== 本文抜粋 ==
○ ○ ○

かわらじ先生の国際講座~核兵器禁止条約と日本

今年は原爆投下から74周年です。8月6日、松井一実・広島市長は平和宣言のなかで「日本政府には唯一の戦争被爆国として、核兵器禁止条約への署名・批准を求める被爆者の思いをしっかりと受け止めていただきたい」と述べました。また8月9日、田上富久・長崎市長はさらに厳しいトーンで「日本政府に訴えます。日本は今、核兵器禁止条約に背を向けています。唯一の戦争被爆国の責任として、一刻も早く核兵器禁止条約に署名、批准してください」と平和宣言のなかで訴えました。両都市の平和祈念式典には安倍首相も参列し、スピーチを行いましたが、核兵器禁止条約に触れることはありませんでした。これはどういうことでしょう?

まず核兵器禁止条約について簡単に述べますと、核兵器の完全な廃絶を目指す国際条約で、2017年7月7日、国連において賛成多数で採択されました。この条約成立に大きな役割を果たしたNGO連合体(2017年10月現在、101ヵ国から468団体が参加)のICAN(核兵器廃絶国際キャンペーン)が2017年にノーベル平和賞を受賞しました。その中心的な活動家であるサーロー節子さん(ご自身も被爆者)がメダルと賞状を受け取り、受賞スピーチを行いました。次の動画をご覧ください。感動的な力強いスピーチです。

思い出しました。一昨年の12月でしたね。日本人がノーベル賞を受賞すると過剰なほど熱狂するマスコミが、このときは割と地味な報道をしていた印象があります。この条約に反対の立場をとる日本政府に「忖度」したのでしょうか?

○ ○ ○

[バウンディングボックスの記録]
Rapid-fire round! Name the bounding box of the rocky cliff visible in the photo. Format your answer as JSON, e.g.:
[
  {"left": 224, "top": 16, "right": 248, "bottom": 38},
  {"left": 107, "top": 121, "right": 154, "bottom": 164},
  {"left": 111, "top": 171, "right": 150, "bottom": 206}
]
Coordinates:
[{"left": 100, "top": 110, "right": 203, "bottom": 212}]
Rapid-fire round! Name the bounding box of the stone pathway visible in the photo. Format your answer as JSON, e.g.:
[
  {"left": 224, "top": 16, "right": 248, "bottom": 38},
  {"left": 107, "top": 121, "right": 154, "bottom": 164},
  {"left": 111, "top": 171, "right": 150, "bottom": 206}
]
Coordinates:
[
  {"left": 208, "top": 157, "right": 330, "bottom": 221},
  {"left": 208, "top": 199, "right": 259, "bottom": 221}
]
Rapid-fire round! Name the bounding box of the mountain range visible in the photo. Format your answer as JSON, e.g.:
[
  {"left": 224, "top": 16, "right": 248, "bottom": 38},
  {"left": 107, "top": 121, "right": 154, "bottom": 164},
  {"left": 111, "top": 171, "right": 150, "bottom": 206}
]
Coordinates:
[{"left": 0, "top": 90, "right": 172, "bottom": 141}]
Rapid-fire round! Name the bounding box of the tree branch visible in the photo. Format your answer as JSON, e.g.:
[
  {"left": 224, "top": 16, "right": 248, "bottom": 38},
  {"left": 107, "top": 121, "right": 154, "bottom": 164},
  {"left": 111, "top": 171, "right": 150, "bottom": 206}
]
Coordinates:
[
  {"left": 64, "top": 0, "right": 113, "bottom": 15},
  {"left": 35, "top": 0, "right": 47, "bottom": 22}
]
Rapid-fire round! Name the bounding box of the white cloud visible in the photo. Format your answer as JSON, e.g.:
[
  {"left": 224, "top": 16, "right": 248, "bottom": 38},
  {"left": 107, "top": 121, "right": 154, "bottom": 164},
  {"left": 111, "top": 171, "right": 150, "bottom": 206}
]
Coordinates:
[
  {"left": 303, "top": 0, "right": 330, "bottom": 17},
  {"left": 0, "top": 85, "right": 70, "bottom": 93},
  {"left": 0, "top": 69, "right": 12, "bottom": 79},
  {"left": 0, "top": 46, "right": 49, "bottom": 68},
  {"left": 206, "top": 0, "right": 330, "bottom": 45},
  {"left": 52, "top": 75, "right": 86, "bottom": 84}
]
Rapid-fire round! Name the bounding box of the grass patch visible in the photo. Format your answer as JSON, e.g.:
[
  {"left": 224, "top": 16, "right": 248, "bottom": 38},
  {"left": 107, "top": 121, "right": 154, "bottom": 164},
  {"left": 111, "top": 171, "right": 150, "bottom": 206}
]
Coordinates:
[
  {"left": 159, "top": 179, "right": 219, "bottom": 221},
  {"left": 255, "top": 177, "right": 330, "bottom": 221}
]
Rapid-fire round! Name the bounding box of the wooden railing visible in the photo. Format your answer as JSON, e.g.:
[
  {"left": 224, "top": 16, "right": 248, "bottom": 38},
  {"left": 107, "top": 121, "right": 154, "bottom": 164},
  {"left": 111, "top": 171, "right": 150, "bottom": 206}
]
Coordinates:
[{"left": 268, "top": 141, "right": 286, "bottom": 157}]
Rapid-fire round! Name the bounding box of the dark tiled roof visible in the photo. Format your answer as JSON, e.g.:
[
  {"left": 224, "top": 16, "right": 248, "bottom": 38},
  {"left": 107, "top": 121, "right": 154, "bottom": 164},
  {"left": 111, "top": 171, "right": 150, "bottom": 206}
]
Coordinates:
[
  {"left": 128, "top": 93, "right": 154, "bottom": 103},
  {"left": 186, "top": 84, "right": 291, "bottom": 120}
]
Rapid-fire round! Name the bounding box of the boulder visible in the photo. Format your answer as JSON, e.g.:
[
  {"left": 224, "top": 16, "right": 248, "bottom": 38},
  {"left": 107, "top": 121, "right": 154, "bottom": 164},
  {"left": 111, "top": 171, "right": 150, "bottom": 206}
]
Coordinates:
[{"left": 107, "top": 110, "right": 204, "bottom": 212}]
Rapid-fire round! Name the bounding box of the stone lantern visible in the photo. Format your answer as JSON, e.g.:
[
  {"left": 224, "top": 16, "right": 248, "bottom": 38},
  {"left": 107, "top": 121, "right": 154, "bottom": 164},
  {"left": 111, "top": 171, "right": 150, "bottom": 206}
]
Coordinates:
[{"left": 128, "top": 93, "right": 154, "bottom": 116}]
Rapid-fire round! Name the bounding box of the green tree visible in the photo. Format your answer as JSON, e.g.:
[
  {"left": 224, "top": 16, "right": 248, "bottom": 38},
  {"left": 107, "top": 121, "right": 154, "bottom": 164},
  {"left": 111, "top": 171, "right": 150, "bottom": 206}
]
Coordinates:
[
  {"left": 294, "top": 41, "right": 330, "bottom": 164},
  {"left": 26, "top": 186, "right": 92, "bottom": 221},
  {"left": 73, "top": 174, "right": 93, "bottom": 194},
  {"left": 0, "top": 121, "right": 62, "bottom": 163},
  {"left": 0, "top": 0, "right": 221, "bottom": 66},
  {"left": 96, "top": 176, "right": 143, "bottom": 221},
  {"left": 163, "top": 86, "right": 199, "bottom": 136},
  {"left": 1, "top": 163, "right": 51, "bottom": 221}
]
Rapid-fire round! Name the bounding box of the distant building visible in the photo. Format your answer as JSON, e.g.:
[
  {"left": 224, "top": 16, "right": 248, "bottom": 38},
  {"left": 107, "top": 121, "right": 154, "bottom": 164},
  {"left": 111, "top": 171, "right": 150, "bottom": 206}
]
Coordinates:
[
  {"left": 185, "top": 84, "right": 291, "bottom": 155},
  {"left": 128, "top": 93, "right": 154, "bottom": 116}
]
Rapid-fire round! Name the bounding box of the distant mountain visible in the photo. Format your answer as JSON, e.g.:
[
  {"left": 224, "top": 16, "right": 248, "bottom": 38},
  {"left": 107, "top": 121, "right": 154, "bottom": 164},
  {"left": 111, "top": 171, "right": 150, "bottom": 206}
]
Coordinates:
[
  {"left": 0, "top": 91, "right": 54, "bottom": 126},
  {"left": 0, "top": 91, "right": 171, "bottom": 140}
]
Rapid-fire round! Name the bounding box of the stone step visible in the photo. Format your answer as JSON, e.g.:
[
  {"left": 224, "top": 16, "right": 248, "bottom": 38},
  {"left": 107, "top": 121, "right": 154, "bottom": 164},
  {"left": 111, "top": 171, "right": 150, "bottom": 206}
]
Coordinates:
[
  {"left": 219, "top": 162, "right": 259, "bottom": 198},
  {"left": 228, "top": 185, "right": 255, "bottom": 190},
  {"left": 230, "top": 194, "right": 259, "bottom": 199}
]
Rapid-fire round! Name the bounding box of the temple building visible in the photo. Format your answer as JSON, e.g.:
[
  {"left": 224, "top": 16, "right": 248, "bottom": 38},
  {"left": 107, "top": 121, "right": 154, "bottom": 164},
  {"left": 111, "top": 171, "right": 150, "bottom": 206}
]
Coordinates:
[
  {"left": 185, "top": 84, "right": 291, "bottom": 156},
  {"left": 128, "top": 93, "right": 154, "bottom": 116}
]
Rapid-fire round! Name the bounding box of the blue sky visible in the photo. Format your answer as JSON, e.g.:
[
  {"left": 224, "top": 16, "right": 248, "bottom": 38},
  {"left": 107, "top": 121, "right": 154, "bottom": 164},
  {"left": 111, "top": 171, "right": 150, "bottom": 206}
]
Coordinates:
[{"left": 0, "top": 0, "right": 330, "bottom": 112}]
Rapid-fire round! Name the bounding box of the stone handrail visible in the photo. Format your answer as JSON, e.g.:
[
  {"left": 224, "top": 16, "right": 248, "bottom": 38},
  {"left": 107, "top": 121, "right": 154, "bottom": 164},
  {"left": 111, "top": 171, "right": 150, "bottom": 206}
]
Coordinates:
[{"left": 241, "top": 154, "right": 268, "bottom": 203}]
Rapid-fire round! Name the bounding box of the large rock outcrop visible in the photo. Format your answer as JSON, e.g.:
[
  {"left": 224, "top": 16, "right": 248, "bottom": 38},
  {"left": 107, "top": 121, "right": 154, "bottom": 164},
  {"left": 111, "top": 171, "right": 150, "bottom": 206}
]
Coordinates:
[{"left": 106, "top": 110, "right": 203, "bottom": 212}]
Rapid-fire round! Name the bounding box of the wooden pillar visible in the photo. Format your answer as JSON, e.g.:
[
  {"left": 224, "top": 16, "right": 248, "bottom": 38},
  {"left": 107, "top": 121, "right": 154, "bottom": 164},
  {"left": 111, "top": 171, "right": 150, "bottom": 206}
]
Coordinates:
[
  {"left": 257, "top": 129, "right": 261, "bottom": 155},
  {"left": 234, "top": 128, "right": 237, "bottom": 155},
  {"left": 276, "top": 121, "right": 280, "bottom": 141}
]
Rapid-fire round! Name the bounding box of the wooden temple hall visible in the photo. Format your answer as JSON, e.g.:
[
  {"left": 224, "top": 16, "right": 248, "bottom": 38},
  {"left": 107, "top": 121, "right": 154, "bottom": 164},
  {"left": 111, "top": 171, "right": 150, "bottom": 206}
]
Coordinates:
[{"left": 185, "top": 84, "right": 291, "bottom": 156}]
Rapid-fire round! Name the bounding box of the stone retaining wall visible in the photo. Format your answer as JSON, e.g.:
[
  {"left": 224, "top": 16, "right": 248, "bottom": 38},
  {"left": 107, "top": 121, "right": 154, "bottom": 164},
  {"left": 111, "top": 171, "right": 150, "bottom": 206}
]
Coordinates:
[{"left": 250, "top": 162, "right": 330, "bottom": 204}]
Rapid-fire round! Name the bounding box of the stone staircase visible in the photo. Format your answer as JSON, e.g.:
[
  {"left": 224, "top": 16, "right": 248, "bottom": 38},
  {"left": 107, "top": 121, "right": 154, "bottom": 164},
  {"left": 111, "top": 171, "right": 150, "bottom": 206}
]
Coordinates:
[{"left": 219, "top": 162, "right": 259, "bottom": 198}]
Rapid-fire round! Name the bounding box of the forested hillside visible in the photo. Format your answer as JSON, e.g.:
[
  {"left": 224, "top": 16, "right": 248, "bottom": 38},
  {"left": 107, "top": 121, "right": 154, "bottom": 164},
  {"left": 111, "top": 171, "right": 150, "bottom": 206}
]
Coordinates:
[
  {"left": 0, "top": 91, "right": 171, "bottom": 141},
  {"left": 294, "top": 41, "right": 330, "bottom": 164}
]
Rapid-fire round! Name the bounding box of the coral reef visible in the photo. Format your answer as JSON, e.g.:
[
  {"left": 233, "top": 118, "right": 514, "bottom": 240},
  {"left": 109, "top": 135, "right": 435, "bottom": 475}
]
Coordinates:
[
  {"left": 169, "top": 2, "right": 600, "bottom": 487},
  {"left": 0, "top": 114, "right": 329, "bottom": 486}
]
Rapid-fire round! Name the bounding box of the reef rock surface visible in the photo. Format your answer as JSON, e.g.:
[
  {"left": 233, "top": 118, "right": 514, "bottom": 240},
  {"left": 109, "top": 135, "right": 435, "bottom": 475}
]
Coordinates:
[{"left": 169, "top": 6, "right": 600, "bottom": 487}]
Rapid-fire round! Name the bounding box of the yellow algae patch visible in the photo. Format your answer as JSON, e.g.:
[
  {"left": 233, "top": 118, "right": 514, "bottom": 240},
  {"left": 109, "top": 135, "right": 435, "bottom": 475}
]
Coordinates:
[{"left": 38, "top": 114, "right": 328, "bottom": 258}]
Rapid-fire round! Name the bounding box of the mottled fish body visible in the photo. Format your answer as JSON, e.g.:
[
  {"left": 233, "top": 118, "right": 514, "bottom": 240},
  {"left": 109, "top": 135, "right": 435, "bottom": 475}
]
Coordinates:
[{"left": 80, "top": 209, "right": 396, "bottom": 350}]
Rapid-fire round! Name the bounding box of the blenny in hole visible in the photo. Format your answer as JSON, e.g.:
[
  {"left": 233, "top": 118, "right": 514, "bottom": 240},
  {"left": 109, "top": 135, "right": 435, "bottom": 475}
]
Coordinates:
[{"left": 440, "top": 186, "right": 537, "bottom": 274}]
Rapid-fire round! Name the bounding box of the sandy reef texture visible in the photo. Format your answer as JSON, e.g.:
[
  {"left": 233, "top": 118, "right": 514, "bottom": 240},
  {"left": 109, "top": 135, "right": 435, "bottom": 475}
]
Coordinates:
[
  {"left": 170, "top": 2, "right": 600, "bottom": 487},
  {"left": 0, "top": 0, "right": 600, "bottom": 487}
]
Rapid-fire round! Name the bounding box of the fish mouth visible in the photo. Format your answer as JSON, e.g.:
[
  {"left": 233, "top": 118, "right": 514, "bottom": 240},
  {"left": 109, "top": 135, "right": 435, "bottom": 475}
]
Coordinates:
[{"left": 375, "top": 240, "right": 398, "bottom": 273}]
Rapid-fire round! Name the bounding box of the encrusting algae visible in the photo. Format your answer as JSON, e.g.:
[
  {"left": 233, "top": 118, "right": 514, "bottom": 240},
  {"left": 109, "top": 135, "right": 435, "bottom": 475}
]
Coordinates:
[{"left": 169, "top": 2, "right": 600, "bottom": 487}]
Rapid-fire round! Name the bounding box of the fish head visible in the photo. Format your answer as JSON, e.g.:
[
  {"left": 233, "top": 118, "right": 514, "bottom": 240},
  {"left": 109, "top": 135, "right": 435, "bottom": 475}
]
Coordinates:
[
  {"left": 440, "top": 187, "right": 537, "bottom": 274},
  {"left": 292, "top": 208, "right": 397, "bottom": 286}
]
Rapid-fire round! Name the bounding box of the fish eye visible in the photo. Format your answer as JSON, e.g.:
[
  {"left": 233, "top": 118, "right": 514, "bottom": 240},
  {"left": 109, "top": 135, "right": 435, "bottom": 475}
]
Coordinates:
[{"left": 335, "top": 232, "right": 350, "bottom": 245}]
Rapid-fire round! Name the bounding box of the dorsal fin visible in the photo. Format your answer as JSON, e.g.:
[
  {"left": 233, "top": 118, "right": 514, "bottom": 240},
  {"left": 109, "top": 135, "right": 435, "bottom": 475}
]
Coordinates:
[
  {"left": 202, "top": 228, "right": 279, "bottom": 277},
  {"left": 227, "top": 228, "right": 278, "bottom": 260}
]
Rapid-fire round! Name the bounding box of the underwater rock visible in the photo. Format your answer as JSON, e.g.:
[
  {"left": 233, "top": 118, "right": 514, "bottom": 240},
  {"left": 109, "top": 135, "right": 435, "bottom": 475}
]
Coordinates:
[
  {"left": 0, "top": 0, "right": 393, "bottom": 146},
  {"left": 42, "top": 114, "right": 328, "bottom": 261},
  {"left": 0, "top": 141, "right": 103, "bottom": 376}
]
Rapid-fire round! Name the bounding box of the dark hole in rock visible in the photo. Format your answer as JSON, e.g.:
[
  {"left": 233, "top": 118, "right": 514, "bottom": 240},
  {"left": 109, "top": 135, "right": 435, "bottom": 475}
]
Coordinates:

○ ○ ○

本文抜粋の「かわらじ先生の国際講座~核兵器禁止条約と日本」から「感動的な力強いスピーチです。」までを両端も含めて書き直し、その際「被爆者」を「被爆された方々」に置き換えてください。 一覧は参照しなくてかまいません。

== 完全な解答 ==
かわらじ先生の国際講座~核兵器禁止条約と日本

今年は原爆投下から74周年です。8月6日、松井一実・広島市長は平和宣言のなかで「日本政府には唯一の戦争被爆国として、核兵器禁止条約への署名・批准を求める被爆された方々の思いをしっかりと受け止めていただきたい」と述べました。また8月9日、田上富久・長崎市長はさらに厳しいトーンで「日本政府に訴えます。日本は今、核兵器禁止条約に背を向けています。唯一の戦争被爆国の責任として、一刻も早く核兵器禁止条約に署名、批准してください」と平和宣言のなかで訴えました。両都市の平和祈念式典には安倍首相も参列し、スピーチを行いましたが、核兵器禁止条約に触れることはありませんでした。これはどういうことでしょう?

まず核兵器禁止条約について簡単に述べますと、核兵器の完全な廃絶を目指す国際条約で、2017年7月7日、国連において賛成多数で採択されました。この条約成立に大きな役割を果たしたNGO連合体(2017年10月現在、101ヵ国から468団体が参加)のICAN(核兵器廃絶国際キャンペーン)が2017年にノーベル平和賞を受賞しました。その中心的な活動家であるサーロー節子さん(ご自身も被爆された方々)がメダルと賞状を受け取り、受賞スピーチを行いました。次の動画をご覧ください。感動的な力強いスピーチです。